> **Given instruction**
Rewrite the items starting at the line that contains "Spot the brick" and ending at the last item, with "concrete" changed to "stone" and everything else left as it is.

> **Given records**
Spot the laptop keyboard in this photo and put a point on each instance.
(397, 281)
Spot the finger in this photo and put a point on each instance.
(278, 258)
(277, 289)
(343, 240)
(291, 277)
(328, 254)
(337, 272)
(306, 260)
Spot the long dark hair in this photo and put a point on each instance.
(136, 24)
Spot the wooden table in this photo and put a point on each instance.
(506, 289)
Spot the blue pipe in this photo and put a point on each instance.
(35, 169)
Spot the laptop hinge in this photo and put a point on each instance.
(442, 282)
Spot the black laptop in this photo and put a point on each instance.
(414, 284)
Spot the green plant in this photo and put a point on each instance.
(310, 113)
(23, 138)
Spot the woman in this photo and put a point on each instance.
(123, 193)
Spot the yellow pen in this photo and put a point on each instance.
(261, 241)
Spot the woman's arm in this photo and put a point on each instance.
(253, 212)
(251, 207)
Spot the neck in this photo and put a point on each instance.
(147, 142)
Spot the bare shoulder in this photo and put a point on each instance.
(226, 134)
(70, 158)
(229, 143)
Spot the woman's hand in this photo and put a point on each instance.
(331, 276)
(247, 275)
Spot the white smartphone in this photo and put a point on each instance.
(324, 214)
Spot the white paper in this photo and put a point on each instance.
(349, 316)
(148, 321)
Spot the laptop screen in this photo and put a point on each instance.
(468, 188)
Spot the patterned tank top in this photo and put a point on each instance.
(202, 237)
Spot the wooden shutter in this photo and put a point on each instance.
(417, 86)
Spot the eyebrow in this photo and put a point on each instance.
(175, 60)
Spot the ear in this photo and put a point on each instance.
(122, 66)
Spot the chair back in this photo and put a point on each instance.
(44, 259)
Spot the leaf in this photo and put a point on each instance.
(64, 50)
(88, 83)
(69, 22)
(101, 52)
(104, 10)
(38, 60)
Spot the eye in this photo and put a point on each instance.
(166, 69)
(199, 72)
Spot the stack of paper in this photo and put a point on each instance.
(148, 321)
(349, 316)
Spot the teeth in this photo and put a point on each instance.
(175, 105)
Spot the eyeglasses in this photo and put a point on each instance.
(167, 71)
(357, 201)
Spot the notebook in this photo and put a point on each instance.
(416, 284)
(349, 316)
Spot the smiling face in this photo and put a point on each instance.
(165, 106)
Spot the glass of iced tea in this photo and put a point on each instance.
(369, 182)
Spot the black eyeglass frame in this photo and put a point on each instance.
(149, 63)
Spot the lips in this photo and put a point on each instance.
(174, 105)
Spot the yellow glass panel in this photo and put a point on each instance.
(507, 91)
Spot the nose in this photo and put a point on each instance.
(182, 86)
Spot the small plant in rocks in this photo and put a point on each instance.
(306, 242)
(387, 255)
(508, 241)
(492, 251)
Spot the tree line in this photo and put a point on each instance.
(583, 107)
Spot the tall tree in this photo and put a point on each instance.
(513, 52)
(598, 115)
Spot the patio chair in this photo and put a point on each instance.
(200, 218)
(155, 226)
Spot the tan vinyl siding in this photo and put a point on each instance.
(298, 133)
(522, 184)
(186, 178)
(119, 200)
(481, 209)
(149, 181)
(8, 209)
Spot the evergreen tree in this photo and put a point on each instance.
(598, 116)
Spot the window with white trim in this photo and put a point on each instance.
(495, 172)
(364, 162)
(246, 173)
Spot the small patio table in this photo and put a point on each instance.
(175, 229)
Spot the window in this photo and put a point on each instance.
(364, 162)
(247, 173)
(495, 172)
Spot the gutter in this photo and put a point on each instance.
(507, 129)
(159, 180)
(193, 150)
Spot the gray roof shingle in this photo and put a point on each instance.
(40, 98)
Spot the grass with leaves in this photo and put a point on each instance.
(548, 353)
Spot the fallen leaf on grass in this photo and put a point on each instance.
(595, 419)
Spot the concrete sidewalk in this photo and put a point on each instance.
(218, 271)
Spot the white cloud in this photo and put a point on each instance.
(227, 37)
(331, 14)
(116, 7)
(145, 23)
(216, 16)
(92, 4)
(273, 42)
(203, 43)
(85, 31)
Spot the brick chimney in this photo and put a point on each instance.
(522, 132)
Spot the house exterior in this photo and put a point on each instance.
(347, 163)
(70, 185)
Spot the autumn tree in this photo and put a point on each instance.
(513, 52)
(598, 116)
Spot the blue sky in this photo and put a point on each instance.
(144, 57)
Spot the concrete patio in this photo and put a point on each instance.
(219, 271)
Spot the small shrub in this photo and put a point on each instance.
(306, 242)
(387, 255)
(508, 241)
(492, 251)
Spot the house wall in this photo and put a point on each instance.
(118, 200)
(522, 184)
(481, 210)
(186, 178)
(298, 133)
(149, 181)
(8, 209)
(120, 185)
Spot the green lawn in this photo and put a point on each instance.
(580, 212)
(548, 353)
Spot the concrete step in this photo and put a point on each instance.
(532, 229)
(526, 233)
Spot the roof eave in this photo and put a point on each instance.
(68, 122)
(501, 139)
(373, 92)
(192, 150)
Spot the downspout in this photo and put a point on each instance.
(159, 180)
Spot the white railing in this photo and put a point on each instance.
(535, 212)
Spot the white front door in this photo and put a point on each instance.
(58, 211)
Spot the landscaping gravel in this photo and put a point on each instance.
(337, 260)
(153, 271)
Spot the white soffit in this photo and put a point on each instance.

> **Answer for this exercise**
Spot the brick chimney in this photo and put a point on each instance.
(522, 132)
Spot the house exterior in this photo and put a point on each instance.
(347, 163)
(70, 185)
Spot the autumn tree in this photo and put a point on each instance.
(513, 52)
(598, 116)
Spot the blue sky in this photo and put a point on each instance.
(144, 57)
Spot the stone patio in this photo and put a point on each instance.
(219, 271)
Spot the small shrub in this photo and put a point on each instance.
(306, 242)
(387, 255)
(508, 241)
(492, 251)
Spot the house wall in this photo and put a point on each instance.
(118, 200)
(522, 184)
(481, 210)
(186, 178)
(298, 133)
(149, 181)
(8, 209)
(120, 185)
Spot the green lawn in this photo and put a point on each instance.
(580, 212)
(548, 353)
Spot the stone step in this photo and put a point on each instance.
(532, 229)
(526, 233)
Spot the roof eave in this photo and put a point on each instance.
(68, 122)
(501, 139)
(373, 92)
(192, 150)
Spot the downspout in this photo and put a point on each instance.
(159, 180)
Spot the white railing in this photo and put a point on each instance.
(535, 212)
Spot the white front door in this photo and put a point on each instance.
(58, 211)
Spot the landscaping gravel in this photo and put a point on each instance.
(337, 260)
(153, 271)
Spot the white soffit in this photo and put a point on each instance.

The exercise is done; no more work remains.